◆ Stated goal: Exactly and only the lines from the one with "Could you mark every instance of the crumbling" through the end of the listing are to be transcribed, both ends included.

# START OF Information shown

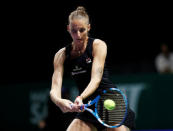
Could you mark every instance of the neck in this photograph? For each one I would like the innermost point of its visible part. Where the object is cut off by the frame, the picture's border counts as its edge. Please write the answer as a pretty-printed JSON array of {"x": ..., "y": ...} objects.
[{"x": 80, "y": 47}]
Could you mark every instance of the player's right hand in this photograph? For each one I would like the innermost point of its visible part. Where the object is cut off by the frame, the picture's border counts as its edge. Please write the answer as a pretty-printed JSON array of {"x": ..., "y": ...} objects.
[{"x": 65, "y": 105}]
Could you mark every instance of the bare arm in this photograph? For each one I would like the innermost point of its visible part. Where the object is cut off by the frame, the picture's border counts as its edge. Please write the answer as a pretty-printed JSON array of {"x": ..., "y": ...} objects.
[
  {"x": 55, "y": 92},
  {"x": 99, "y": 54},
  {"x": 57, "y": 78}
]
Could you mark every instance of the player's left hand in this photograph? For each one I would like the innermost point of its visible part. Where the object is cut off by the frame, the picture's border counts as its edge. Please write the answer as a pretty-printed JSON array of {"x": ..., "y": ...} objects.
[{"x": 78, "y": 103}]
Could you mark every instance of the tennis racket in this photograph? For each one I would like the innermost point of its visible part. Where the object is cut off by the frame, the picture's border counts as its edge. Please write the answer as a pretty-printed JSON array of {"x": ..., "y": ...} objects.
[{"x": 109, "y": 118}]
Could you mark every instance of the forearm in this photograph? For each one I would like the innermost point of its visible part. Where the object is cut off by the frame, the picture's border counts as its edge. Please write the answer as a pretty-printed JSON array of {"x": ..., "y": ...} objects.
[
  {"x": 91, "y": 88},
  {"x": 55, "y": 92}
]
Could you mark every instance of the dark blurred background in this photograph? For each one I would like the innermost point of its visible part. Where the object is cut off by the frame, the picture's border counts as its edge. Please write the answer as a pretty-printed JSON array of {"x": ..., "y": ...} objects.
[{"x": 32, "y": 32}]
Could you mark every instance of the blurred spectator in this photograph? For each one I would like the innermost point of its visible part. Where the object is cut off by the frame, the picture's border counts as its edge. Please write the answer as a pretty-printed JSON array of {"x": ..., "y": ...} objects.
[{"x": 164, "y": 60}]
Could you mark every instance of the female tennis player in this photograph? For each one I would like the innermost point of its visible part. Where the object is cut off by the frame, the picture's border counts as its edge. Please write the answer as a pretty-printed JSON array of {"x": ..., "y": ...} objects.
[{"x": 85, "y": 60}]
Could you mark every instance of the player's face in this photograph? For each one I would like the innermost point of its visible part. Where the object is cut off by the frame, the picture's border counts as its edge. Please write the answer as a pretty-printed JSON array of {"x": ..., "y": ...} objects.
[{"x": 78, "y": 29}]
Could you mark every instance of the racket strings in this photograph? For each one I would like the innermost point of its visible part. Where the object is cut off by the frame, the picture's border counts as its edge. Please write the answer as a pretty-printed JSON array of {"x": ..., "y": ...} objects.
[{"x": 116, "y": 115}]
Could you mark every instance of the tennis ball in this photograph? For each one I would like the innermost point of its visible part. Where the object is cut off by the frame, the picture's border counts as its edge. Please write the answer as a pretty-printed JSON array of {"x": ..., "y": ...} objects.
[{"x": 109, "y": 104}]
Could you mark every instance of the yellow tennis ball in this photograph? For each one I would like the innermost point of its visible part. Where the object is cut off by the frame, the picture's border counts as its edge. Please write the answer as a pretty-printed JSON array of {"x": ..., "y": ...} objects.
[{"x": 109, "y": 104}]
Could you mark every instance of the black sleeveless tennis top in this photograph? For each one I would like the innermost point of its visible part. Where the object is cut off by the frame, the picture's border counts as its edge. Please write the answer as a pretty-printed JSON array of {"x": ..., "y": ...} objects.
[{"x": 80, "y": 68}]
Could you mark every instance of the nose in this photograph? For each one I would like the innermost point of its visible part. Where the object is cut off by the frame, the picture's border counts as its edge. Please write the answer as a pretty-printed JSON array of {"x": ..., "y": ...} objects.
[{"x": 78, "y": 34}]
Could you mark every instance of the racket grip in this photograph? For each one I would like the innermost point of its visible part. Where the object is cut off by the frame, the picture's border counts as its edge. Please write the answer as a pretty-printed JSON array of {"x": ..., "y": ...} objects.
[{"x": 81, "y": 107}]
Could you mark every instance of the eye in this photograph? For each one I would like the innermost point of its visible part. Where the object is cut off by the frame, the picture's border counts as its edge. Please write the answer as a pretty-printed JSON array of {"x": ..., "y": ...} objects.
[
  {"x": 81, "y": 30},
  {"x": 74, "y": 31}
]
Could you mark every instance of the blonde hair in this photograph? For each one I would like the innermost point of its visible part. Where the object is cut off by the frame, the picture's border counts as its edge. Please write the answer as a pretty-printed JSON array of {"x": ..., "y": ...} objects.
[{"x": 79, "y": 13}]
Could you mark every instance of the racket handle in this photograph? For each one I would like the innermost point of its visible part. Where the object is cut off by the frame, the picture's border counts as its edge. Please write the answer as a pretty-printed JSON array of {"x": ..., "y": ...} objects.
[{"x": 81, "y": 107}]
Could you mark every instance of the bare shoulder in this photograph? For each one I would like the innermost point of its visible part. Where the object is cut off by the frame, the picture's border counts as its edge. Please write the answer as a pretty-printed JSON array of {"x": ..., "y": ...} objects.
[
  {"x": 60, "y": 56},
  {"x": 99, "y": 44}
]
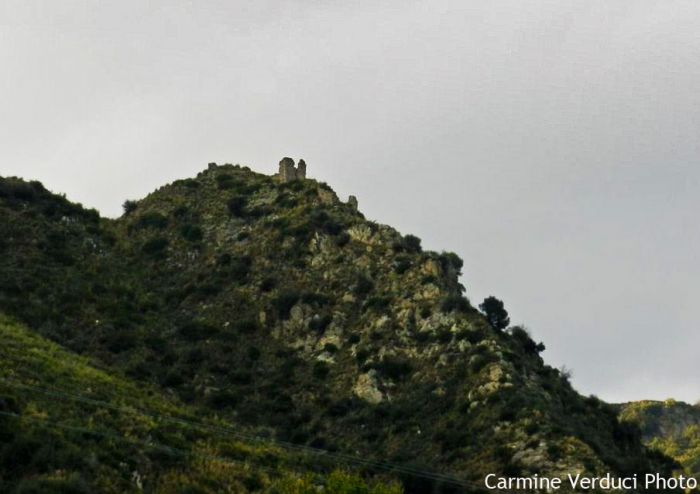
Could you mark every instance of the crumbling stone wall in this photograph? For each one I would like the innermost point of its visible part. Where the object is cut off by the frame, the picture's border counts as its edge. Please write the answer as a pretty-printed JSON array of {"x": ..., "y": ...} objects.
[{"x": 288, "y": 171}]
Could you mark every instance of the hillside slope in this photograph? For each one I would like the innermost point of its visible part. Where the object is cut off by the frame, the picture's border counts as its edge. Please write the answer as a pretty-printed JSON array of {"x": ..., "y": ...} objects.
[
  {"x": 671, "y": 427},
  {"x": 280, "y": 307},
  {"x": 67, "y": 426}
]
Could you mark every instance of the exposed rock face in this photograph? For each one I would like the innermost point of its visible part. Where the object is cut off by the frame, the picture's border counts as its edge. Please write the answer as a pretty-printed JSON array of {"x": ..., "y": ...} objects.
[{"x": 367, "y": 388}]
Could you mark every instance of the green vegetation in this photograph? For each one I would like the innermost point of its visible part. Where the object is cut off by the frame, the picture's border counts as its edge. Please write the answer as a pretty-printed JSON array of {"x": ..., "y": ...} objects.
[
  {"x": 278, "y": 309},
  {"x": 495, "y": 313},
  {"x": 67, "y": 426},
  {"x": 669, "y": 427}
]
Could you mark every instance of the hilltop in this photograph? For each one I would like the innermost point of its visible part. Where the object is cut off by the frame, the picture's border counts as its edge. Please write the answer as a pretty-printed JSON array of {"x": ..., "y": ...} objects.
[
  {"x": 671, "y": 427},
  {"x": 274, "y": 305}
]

# END OF Information shown

◆ The output:
Could you mark every instance of the crumbling stone wall in this photograph? For each one I would like the innermost point of its visible part. Where the object is cut off by the frame, the picture's border counts as its edge. Please write the answer as a pretty-printed JSON array of {"x": ..., "y": ...} objects.
[{"x": 288, "y": 171}]
Could you mark every instance of the hillside slope in this photograph? For each one I would like the innermost point of its visible part. Where the object is cut off by the frame, the picture's border counts as its edge. Please write the answer as a pretty-printed JSON array of {"x": ..., "y": ...} objects.
[
  {"x": 671, "y": 427},
  {"x": 280, "y": 307},
  {"x": 67, "y": 426}
]
Could you mark every instance of the exposed rock face in this photograph? For each one I would like the innermost point of its visible part. Where the object is cut off by the frame, the picture's border counts as its edge. Please write the answer as a pretty-printed JSON array of {"x": ..., "y": ...} objects.
[{"x": 367, "y": 388}]
Could you mark every instance of the green vegetation in this photograph? For each one I would like the innermost point of its visible part. Where the object is cut off by the frame, the picture's border counts as its edge. Please write the answer as a pretty-printed JSON array of {"x": ..., "y": ...} objects.
[
  {"x": 278, "y": 309},
  {"x": 495, "y": 313},
  {"x": 67, "y": 426},
  {"x": 669, "y": 427}
]
Could you mark every instance of the hilltop in this photograph? For each one I would like the innermost point of its visible part. Where the object is cut off by the frame, the picture's border counts as its edge. Please write the answer as a pretty-printed JSON array of {"x": ..., "y": ...} objects.
[
  {"x": 671, "y": 427},
  {"x": 274, "y": 305}
]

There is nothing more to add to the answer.